◆ **Parts of the exercise**
1. According to the passage below on machine learning for malware detection, why must files be reviewed accurately when they are sorted into buckets? Answer in one to three sentences.
2. Answer these questions using the passage below on machine learning for malware detection. Mark each answer with its letter.
(a) What are the four phases of the machine learning process?
(b) Into which three buckets are the collected files placed?
(c) Under what conditions does the approach return a response of "suspicious"?

◆ **Provided passage**
Machine Learning leverages a four-phase process: Collection, Extraction, Learning and Classification.
Like DNA analysis, file analysis starts with massive data quantities – specific types of files (executables, PDFs, Microsoft Word® documents, Java, etc.). Millions of files are collected from industry sources, proprietary repositories and inputs from active computers.
The goal is to ensure:
- statistically significant sample sizes
- sample files of the broadest type and authorship (author groups such as Microsoft, Adobe, etc.)
- an unbiased collection, not over-collecting specific file types.
Files are then reviewed and placed into three buckets: known and verified valid; known and verified malicious; and unknown. An accurate review is imperative – the inclusion of malicious in the valid bucket or valid in the malicious bucket would create incorrect bias.
The extraction of attributes follows, which is substantively different from behavior identification or malware analysis historically conducted by threat researchers. Rather than seeking things analysts believe might be malicious, this approach leverages the compute capacity of machines and data-mining to identify the broadest possible set of file characteristics — some as basic as the file size and others as complex as the first logic leap in the binary.
The atomic characteristics are then extracted, depending on file type (.exe, .dll, .com, .pdf, .java, .doc, .ppt, etc.). By identifying the broadest possible set of attributes, manual classification bias is removed. Use of millions of attributes also increases the cost an attacker incurs, creating a piece of malware that could go undetected. This attribute identification and extraction process creates a file genome comparable to the human genome and can be used to mathematically determine expected characteristics of files, just as human DNA analysis is leveraged, determining characteristics and behaviors of cells.
Once collected, the output is normalized and converted to numerical values for use in statistical models. Vectorization and machine learning are then applied to eliminate human impurities and to speed analytical processing. Leveraging the attributes identified in extraction, mathematicians then develop statistical models that predict whether a file is benign or malicious. Dozens of models are created with key measurements, ensuring the predictive accuracy. Ineffective models are scrapped. Effective models are subjected to multiple levels of testing.
The first level starts with a sample of known files. Later stages involve the entire file corpus (tens of millions of files). The final models are then loaded into a production environment for use in file classification.
It’s important to remember that for every file scrutinized, millions of attributes are analyzed to differentiate between legitimate files and malware. This is how machine learning identifies malware – whether known or unknown – and achieves unprecedented levels of accuracy. It divides a single file into an astronomical number of characteristics and analyzes each against hundreds of millions of other files to reach a decision about the health of each characteristic.
Statistical models once built can be used by math engines to classify files, which are unknown (e.g., files never seen before). This analysis takes milliseconds and is extremely precise because of the breadth of the file characteristics analyzed.
Using statistical models, the classification is not opaque. A “confidence score” is included as part of the process. This score provides incremental insight that can inform decisions regarding what action to take – block, quarantine, monitor or analyze further.
An important distinction between a machine-learning approach and a traditional approach is that the mathematical approach builds models that specifically determine if a file is benign or malicious. It returns a response of “suspicious” if confidence about a file's malicious intent is less than 20 percent and there are no other indications of maliciousness. An enterprise can thus gain a holistic perspective on the files running in their environment.

◆ **Supplied data**

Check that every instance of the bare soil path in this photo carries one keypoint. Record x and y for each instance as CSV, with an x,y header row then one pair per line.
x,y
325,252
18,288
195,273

◆ **Activity answers**
1. An accurate review is imperative because putting malicious files in the valid bucket, or valid files in the malicious bucket, would create incorrect bias.

2.
(a) Collection, Extraction, Learning and Classification.
(b) Known and verified valid; known and verified malicious; and unknown.
(c) It returns "suspicious" when confidence about a file's malicious intent is less than 20 percent and there are no other indications of maliciousness.